▶ **Provided text**:
╔══

Hinckley v. Cape Code Railroad Co.
Citation | 120 Mass. 257 |
Parties | Seth Hinckley, administrator, v. Cape Cod Railroad Company |
Decision Date | 22 May 1876 |
Court | United States State Supreme Judicial Court of Massachusetts |
Argued October 26, 1875; October 28, 1873. [Syllabus Material] [Syllabus Material]
Bristol. Tort for an injury occasioned to Philip Hinckley, the plaintiff's intestate, by being struck by a car of the defendant.
Trial in this court, before Colt, J., who, at the close of the plaintiff's evidence, reported the case to the full court upon the question whether it would be competent for the jury to find that the intestate was in the exercise of due care. If so, the case was to stand for trial; otherwise, the plaintiff to become nonsuit.
Annexed to the report was a plan, a copy of so much of which as is material appears in the margin. [*]
The evidence reported was in substance as follows:
Seth Hinckley testified:
James Parks testified:
Clarissa Chase testified:
Thomas Montague testified:
John B. Basset testified:
Thomas Bower testified: "I was on the west side of the railroad, between Jarvis Street and the platform; saw Mr. Hinckley as he was crossing; the car was going very fast, and the wind fresh from the north; the brakeman was on the north end of the car; I don't remember any engine passing down; I was watching the car coming in; it was coming quite fast; it went into the depot without stopping; no engine was with it."

╚══

▶ **Records**:

╔══

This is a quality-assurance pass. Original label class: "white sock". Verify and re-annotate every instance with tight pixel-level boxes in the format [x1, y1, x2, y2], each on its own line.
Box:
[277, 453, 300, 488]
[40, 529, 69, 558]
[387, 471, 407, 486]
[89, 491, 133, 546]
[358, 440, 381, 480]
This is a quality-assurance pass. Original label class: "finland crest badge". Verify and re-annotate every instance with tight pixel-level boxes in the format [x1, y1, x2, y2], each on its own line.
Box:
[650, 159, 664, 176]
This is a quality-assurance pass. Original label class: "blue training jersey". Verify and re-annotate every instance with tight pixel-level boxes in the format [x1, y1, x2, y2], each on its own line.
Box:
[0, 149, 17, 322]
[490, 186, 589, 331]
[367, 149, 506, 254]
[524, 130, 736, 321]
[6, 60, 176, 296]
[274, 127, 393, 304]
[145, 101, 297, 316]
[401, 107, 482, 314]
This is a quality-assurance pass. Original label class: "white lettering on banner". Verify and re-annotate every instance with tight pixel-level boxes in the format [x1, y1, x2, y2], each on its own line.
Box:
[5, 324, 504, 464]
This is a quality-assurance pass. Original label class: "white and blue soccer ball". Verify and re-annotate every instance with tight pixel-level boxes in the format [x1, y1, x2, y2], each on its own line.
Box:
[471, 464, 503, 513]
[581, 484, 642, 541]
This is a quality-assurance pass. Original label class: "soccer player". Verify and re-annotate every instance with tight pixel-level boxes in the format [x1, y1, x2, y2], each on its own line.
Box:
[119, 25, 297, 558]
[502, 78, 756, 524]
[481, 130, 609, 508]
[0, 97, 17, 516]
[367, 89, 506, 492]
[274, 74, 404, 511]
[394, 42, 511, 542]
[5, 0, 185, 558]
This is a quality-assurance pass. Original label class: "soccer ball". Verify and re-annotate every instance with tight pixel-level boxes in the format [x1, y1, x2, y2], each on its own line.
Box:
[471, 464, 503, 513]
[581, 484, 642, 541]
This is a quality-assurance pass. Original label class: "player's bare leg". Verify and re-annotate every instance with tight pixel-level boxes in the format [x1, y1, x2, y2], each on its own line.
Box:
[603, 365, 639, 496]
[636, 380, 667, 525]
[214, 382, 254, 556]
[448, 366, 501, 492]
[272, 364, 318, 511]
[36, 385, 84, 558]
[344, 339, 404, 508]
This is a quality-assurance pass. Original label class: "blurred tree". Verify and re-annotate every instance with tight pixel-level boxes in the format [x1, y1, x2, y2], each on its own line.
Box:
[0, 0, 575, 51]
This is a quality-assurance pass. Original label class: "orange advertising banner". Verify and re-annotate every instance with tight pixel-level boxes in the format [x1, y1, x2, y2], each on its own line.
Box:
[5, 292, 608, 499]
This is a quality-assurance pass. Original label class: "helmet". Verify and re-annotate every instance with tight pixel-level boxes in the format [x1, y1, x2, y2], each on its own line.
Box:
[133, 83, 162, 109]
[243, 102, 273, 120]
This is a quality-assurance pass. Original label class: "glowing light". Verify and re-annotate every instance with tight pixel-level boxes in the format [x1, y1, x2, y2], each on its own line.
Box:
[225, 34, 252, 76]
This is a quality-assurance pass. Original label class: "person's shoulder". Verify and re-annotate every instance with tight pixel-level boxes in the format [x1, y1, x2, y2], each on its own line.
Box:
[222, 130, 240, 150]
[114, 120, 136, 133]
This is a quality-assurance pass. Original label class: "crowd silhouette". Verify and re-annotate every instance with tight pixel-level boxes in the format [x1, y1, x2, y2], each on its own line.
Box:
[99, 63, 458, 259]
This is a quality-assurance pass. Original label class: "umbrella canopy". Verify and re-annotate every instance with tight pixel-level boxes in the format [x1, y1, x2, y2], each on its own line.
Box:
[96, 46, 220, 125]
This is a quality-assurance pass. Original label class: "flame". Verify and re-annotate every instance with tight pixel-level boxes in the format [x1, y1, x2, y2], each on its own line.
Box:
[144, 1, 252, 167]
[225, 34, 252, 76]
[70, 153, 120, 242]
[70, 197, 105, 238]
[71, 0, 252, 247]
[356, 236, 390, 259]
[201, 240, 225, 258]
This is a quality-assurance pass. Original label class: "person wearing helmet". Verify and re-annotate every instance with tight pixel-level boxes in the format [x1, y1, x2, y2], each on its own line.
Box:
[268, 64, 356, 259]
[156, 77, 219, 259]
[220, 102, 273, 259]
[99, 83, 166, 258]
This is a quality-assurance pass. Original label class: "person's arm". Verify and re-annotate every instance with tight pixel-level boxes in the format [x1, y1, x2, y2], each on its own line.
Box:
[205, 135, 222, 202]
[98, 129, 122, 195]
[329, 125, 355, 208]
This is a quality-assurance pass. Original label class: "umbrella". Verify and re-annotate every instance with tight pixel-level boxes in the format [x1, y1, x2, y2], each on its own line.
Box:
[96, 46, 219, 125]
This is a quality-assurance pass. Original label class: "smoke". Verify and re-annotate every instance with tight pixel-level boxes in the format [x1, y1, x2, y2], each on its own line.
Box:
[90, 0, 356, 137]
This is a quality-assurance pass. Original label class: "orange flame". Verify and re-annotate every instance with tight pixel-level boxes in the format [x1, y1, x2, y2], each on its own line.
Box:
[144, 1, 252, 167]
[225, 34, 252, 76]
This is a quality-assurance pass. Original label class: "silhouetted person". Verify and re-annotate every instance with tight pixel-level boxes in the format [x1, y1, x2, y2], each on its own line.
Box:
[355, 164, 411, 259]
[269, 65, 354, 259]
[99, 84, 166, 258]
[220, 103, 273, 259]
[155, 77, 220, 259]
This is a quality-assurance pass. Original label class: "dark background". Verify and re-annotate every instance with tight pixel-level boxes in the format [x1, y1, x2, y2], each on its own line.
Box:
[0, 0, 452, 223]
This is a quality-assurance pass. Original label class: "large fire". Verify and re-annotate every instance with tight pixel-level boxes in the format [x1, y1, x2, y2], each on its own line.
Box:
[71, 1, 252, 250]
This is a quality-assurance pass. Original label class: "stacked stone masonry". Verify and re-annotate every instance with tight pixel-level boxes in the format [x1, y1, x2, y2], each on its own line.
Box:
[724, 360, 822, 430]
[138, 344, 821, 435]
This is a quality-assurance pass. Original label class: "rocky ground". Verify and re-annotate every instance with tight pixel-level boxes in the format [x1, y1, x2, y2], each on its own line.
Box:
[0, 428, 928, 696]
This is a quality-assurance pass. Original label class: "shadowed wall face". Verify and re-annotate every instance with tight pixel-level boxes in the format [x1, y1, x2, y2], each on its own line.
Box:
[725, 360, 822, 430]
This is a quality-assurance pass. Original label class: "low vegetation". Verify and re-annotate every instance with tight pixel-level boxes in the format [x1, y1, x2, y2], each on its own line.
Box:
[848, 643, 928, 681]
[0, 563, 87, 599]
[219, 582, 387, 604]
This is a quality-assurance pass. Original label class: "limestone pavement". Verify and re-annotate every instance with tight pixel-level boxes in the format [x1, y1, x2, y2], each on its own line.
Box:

╚══

▶ **Stated exercise 1**: Using the Hinckley case text, decide whether each statement agrees with it: (a) Colt, J. reported the case to the full court at the close of the plaintiff's evidence. (b) Thomas Bower said the car stopped before it entered the depot. (c) Thomas Bower said the wind was blowing from the south. For each, answer yes or no and quote the deciding words.
▶ **Stated exercise 2**: Reproduce the part of the Hinckley case text starting at "Trial in this" and ending at "to become nonsuit.".

▶ **Final answer 1**:
(a) Yes: "at the close of the plaintiff's evidence, reported the case to the full court"
(b) No: "it went into the depot without stopping"
(c) No: "the wind fresh from the north"

▶ **Final answer 2**:
Trial in this court, before Colt, J., who, at the close of the plaintiff's evidence, reported the case to the full court upon the question whether it would be competent for the jury to find that the intestate was in the exercise of due care. If so, the case was to stand for trial; otherwise, the plaintiff to become nonsuit.